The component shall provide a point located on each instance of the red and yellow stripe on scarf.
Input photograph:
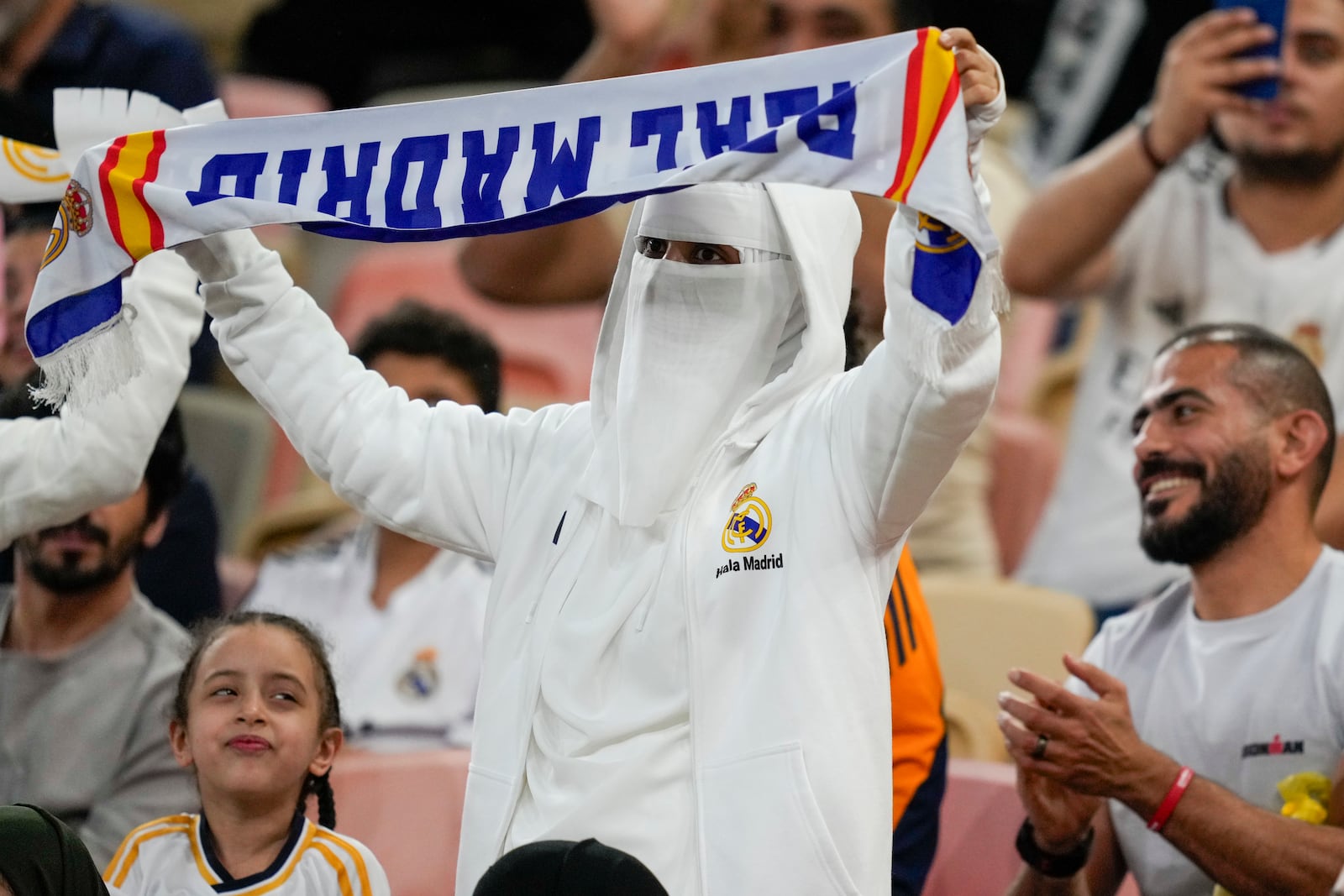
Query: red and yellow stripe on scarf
(932, 86)
(131, 163)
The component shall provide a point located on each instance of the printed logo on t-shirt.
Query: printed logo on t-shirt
(421, 680)
(1169, 311)
(749, 523)
(1276, 747)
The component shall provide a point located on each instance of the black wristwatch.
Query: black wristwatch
(1053, 864)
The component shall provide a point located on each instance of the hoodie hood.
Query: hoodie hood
(819, 233)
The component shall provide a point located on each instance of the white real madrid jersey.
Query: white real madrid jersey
(1182, 258)
(172, 856)
(407, 673)
(1245, 703)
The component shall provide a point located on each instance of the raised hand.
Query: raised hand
(631, 24)
(979, 73)
(1200, 76)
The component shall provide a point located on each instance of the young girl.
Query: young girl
(257, 719)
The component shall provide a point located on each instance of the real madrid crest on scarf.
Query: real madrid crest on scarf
(749, 523)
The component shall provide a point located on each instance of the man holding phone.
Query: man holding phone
(1211, 206)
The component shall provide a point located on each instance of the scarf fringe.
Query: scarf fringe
(92, 367)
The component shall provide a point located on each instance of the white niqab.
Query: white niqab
(694, 343)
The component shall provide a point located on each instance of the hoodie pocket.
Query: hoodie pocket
(486, 810)
(764, 831)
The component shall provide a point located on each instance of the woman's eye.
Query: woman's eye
(651, 246)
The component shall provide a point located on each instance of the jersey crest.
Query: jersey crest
(749, 523)
(421, 680)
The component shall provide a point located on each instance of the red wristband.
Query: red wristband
(1173, 797)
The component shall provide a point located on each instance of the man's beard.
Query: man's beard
(65, 577)
(1229, 506)
(1300, 168)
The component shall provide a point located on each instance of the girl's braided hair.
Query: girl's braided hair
(210, 631)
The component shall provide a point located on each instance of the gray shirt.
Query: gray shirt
(85, 735)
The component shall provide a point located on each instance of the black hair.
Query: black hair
(1274, 374)
(165, 473)
(210, 631)
(31, 217)
(417, 329)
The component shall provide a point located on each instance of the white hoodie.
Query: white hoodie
(785, 664)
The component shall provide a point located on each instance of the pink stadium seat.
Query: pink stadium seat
(548, 352)
(980, 820)
(407, 809)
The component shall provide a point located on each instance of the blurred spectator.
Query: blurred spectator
(1097, 67)
(188, 548)
(1247, 237)
(87, 665)
(562, 867)
(1231, 673)
(403, 618)
(353, 54)
(69, 43)
(1015, 29)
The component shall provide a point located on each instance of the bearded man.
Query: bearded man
(89, 667)
(1207, 714)
(1171, 231)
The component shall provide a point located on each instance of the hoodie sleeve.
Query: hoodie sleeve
(54, 469)
(440, 474)
(905, 414)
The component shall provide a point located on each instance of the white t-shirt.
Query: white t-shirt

### EXERCISE
Give all the records again, exactly, without images.

### YOUR SOLUTION
The component shall provide a point located on each instance of the red and yellow stripe on scarf.
Input photograph:
Query: red and yellow stripe on scarf
(932, 86)
(131, 163)
The component shall provide a point located on each instance of the printed logo on t-shirt.
Query: printed logo on t-shirt
(421, 680)
(1169, 311)
(749, 523)
(1276, 747)
The component shall provide a point located on each instance of the black wristwatch.
Query: black wristwatch
(1053, 864)
The component shall provide a point located on each instance of the hoodie hood.
Query: hoodie hood
(819, 233)
The component shall provide a point located on each instance of the white real madrid jersey.
Query: white real madrid jersey
(1182, 258)
(172, 856)
(407, 673)
(1245, 703)
The component shall provide a point located on each instance of the raised hand.
Query: raised hand
(631, 24)
(979, 73)
(1200, 76)
The component shall provide a point located on each instance of the young girl.
Query: young girl
(257, 719)
The component shall provide a point located on each instance of the real madrid crest on scarf.
Query: real madrid crest on scarf
(749, 523)
The component shall provide a point located on each instance of the man holding phone.
Query: man holding phone
(1211, 206)
The component shall provide a point located on each instance of the scarf fringe.
Query: scarf fringe
(92, 367)
The component shall provide a point located on each instance of the white niqab.
Query: white niqab
(694, 343)
The component shall provide a point located on each instance of the hoodie pocket.
Query: hoodie pocket
(486, 810)
(764, 831)
The component shall provide a point located on each instance of the woman's eye.
Query: woman's eye
(651, 246)
The component shall provide a point located on each instance of the jersey crest.
Query: jersey crest
(749, 523)
(421, 680)
The component shall provide a point located on each instance of the red wristband.
Query: red wristband
(1173, 797)
The component shall provide a point located on each instance of the man's beard.
Query: man's beard
(65, 577)
(1229, 506)
(1300, 168)
The component shall provide a point located on each instance of the girl's braided hair.
Query: girl's braided hair
(210, 631)
The component shall provide a point located on each instance of the gray shirt.
Query: gray shirt
(85, 735)
The component shall provide a point located on each instance of the black hair.
Query: black hair
(1274, 374)
(165, 473)
(210, 631)
(31, 217)
(417, 329)
The component shall provide a point located on each instance of the white hoodie.
Query: white hoodie
(785, 664)
The component shall provide a point located on each instance of the pink stadium seat.
Query: pink stadium seat
(548, 352)
(980, 820)
(407, 809)
The component shall provide a point located on each instance of the blurred spectator.
Query: blurred spectator
(1097, 67)
(188, 548)
(1247, 237)
(87, 665)
(562, 867)
(1231, 673)
(403, 618)
(353, 54)
(69, 43)
(1015, 29)
The component shall provide a point located on each instance of the bearded man.
Query: bearded man
(89, 667)
(1207, 714)
(1171, 231)
The component shall provide a point located on each instance of the hoodie sleeve.
Query: hoodie sleeve
(54, 469)
(440, 474)
(905, 414)
The component shall provide a point located on each instance of the white t-shirt.
Query: white t-shirt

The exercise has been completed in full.